▸ **What to work on**:
Every line of the entries that holds the word "below" is to be copied.

Natural-language object grounding data:
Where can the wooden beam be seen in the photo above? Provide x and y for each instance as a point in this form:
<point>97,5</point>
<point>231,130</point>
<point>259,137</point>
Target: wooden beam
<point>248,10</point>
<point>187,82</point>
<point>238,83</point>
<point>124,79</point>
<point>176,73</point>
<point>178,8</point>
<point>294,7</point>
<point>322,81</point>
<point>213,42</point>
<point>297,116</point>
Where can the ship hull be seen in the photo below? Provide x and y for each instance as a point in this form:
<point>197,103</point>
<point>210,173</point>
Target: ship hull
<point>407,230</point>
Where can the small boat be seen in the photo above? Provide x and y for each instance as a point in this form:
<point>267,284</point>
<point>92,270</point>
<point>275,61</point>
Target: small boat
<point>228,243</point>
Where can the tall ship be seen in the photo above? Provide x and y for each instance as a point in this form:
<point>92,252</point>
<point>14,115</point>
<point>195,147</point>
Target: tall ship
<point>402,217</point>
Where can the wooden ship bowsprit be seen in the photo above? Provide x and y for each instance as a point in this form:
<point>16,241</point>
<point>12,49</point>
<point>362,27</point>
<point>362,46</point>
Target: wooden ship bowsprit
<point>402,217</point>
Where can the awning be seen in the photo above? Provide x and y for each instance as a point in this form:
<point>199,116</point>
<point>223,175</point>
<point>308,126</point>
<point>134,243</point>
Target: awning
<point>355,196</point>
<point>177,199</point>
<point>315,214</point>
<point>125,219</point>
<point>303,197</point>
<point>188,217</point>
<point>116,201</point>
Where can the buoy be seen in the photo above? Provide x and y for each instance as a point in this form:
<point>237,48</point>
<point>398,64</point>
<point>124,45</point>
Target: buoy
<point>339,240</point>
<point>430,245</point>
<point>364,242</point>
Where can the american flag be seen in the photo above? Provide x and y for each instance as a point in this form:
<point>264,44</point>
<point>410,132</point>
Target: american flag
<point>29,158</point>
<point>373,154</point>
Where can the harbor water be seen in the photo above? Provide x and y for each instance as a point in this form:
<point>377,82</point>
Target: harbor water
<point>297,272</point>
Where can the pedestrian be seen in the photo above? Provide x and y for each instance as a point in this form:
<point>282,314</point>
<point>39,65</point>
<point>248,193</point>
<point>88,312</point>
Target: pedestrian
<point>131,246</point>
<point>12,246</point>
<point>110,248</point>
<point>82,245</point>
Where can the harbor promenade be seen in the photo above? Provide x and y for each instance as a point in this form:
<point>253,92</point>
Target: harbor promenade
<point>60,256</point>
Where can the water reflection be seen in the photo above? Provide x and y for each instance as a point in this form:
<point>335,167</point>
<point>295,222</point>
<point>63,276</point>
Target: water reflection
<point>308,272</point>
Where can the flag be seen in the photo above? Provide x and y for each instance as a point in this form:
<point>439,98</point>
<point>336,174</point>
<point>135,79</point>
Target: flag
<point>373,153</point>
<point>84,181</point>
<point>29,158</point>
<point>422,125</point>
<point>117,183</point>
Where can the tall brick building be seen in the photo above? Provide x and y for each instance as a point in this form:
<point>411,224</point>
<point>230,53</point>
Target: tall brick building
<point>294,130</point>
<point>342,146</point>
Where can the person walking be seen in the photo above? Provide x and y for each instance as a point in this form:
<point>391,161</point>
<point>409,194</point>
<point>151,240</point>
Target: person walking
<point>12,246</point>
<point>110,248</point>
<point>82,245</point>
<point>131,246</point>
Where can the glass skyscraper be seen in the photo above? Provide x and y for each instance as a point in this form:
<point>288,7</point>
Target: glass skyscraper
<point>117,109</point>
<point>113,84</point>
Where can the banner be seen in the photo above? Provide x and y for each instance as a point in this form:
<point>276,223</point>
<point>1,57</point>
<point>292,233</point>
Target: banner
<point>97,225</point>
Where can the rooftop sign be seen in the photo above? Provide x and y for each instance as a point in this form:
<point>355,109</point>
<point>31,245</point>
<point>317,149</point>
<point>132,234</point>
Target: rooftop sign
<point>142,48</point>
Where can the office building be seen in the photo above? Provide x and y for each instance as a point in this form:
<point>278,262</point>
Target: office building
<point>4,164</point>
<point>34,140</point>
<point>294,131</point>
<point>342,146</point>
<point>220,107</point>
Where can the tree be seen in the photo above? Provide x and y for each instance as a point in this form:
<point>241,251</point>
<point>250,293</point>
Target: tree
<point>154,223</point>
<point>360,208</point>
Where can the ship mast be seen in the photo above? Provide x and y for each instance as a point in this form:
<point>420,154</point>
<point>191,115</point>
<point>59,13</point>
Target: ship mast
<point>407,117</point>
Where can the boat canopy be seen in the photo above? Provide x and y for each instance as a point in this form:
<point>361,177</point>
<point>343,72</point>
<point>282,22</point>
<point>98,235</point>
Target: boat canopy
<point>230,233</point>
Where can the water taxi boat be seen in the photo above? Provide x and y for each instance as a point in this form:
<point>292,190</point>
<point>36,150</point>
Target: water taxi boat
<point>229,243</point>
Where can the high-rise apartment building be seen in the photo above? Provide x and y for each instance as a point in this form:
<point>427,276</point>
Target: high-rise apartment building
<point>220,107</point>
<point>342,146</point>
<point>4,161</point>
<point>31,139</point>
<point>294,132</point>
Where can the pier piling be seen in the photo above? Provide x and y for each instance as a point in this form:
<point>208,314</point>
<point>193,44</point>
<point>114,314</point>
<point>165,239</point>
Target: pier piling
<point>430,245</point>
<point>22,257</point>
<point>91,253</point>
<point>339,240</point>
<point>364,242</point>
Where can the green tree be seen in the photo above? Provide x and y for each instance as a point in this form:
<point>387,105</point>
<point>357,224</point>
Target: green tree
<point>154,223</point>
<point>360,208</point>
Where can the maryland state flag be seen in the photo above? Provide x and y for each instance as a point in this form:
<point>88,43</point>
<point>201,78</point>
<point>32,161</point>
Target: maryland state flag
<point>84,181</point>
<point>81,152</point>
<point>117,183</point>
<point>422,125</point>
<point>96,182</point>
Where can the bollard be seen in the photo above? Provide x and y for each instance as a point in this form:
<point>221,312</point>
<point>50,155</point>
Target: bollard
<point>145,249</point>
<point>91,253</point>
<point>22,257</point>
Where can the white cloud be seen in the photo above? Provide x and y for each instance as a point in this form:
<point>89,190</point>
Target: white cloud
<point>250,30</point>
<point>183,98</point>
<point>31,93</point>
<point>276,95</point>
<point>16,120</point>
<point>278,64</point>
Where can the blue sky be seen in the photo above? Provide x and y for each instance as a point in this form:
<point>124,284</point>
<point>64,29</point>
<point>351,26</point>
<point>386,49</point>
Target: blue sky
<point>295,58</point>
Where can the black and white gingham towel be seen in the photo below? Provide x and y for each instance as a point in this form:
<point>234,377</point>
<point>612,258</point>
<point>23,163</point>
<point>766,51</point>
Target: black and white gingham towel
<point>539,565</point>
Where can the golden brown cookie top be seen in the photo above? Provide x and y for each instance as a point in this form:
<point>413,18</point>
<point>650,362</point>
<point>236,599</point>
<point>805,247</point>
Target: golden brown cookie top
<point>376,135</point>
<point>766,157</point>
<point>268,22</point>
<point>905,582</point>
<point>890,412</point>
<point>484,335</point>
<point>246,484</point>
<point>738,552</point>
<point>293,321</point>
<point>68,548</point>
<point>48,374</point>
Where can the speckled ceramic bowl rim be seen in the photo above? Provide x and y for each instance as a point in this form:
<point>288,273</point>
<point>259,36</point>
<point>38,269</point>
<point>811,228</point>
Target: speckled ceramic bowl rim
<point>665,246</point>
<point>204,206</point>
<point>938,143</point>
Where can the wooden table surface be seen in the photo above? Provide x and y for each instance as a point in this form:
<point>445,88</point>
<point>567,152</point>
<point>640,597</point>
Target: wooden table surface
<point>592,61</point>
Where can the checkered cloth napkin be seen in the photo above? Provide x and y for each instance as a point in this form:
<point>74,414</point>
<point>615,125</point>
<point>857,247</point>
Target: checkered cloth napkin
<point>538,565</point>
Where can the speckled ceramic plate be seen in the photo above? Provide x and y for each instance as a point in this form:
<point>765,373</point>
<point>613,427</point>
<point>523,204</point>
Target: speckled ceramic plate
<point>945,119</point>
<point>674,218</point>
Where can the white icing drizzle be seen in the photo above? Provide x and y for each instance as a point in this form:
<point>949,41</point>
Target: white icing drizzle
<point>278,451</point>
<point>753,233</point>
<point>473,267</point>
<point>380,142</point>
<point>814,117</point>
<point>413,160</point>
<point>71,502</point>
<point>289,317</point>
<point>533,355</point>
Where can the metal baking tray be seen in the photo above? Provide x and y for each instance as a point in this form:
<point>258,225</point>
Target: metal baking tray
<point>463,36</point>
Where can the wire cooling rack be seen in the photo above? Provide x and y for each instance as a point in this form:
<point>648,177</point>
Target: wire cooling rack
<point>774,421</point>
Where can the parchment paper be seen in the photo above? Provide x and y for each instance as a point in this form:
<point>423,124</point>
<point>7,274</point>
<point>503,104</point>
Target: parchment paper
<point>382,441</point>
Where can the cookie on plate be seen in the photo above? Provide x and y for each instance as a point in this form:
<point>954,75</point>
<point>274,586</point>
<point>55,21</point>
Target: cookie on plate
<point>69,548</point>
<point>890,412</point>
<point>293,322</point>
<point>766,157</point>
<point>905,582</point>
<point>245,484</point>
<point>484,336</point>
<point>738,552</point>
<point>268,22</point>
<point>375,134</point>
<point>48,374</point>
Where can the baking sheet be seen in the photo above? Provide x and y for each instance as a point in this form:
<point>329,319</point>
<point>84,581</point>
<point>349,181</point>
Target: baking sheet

▸ **Expected output**:
Where can the ship hull be seen in the photo below? Provide x and y for each instance as a point in this form:
Where can the black and white gingham towel be seen in the photo below? Provide x and y for each instance as a point in this form:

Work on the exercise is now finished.